## Exercise details
Copy every line of the material below word for word.

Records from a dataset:
## begin

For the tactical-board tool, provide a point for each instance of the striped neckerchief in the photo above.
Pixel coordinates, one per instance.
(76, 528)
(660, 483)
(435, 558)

## end

## Exercise response
For the tactical-board tool, provide a point for each instance of the striped neckerchief in the photo above.
Pixel coordinates, one per instance.
(76, 528)
(660, 483)
(435, 558)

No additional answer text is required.